_DESCRIPTION OF THE TASK_
Up to and including the line that contains "task | indicate the crowd", reproduce every line exactly, beginning with the first line below.

_DATASET_
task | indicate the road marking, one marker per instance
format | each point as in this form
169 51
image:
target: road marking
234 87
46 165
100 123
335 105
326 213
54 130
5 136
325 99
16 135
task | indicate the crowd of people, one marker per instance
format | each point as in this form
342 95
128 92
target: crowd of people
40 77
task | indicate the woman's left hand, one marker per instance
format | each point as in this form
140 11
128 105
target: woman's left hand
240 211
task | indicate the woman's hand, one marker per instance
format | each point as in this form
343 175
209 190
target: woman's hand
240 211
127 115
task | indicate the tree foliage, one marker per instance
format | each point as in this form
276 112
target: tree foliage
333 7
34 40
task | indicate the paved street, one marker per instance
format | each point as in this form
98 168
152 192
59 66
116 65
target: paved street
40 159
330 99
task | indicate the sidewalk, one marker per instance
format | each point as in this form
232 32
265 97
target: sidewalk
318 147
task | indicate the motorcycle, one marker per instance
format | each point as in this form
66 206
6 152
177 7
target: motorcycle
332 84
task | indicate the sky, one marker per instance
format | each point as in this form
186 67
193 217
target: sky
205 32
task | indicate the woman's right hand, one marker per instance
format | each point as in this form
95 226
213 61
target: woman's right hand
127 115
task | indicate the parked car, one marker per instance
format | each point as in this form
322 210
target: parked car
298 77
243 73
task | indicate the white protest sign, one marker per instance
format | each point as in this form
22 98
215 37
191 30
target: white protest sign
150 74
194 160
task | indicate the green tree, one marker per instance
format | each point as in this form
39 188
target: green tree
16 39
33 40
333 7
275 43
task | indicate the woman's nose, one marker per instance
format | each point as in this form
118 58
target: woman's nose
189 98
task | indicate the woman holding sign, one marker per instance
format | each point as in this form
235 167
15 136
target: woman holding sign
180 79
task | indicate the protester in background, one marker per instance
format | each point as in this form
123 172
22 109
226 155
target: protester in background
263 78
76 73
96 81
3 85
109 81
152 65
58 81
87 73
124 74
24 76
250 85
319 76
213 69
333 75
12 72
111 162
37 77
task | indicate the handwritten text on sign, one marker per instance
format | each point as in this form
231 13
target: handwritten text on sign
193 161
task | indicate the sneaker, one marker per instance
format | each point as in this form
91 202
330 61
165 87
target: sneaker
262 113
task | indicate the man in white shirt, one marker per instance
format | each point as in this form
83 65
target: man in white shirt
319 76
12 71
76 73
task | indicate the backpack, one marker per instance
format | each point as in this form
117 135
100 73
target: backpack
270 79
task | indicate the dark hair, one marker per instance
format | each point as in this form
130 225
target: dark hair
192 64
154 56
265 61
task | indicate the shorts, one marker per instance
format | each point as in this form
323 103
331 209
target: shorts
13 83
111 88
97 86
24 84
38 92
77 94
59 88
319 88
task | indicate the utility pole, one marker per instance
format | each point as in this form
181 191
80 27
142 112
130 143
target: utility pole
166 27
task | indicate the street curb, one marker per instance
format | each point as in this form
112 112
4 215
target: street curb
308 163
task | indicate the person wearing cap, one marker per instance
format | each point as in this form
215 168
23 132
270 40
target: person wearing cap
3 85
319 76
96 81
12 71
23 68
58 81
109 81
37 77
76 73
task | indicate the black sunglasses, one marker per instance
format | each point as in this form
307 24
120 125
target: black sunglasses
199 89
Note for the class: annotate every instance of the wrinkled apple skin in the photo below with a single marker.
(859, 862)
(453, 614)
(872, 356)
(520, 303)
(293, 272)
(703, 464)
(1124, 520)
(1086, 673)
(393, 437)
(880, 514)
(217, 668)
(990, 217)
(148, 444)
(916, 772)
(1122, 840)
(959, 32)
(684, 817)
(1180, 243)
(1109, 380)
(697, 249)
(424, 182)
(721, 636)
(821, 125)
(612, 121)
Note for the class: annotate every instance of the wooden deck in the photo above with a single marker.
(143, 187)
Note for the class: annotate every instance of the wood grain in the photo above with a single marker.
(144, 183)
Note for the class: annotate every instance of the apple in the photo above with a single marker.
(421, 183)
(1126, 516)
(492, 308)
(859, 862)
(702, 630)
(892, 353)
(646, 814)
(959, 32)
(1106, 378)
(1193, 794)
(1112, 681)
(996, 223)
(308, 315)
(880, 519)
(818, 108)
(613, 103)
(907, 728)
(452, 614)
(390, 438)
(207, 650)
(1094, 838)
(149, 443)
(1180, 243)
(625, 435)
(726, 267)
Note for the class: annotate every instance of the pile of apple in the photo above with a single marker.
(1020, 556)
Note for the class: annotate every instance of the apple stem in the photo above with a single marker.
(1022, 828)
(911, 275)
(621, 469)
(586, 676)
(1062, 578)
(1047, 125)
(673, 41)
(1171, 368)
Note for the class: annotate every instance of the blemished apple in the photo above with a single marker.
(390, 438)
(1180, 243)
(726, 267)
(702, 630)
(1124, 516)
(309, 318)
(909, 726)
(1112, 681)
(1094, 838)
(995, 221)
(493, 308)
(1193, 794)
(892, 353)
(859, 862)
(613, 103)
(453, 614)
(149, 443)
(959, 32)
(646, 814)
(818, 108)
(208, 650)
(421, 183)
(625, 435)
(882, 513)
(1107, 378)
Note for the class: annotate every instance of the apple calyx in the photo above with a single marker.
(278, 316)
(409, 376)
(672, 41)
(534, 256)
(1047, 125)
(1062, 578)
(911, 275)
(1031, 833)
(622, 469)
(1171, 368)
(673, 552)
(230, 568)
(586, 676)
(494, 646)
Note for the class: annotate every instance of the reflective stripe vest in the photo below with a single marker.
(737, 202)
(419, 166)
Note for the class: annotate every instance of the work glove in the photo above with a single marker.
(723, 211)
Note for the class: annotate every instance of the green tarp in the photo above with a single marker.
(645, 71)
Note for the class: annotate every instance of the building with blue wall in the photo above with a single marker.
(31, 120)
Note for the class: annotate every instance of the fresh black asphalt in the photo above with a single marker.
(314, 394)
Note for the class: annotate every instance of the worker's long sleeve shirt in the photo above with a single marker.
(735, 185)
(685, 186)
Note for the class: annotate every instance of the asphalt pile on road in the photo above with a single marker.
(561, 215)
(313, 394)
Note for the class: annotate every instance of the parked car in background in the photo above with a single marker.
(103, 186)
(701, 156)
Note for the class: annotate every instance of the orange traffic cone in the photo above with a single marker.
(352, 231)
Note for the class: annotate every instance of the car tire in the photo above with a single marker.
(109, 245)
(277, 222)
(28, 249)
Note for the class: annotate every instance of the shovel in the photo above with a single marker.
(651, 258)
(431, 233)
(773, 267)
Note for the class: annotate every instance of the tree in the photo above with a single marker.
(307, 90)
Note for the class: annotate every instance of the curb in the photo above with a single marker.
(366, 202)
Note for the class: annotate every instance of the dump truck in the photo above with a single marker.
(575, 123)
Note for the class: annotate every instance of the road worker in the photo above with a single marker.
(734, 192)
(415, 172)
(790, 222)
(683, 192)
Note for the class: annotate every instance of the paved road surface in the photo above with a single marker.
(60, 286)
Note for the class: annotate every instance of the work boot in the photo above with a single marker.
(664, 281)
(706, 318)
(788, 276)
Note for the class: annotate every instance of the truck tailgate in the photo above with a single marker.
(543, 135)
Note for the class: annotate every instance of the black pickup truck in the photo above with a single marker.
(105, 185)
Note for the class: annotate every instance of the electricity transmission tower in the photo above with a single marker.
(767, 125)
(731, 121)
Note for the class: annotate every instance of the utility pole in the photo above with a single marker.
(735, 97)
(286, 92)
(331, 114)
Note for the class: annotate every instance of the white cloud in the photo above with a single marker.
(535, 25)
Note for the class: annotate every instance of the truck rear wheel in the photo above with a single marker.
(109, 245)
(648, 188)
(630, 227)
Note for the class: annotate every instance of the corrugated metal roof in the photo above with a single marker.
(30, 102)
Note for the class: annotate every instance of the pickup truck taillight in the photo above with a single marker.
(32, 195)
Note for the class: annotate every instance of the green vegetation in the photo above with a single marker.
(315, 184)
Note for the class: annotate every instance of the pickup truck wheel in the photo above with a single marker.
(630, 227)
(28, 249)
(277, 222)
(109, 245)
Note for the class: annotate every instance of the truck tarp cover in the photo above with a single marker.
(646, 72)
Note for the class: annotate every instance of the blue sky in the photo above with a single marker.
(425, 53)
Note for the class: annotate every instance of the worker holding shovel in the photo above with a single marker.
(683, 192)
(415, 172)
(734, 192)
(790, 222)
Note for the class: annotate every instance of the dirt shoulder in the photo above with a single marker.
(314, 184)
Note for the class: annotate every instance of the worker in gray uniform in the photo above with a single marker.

_EXERCISE SOLUTION_
task | indicate the road marking, one marker per instance
format | each point as in this form
169 51
image:
target: road marking
234 87
46 165
100 123
335 105
326 213
54 130
5 136
325 99
16 135
task | indicate the crowd of people, one marker per instance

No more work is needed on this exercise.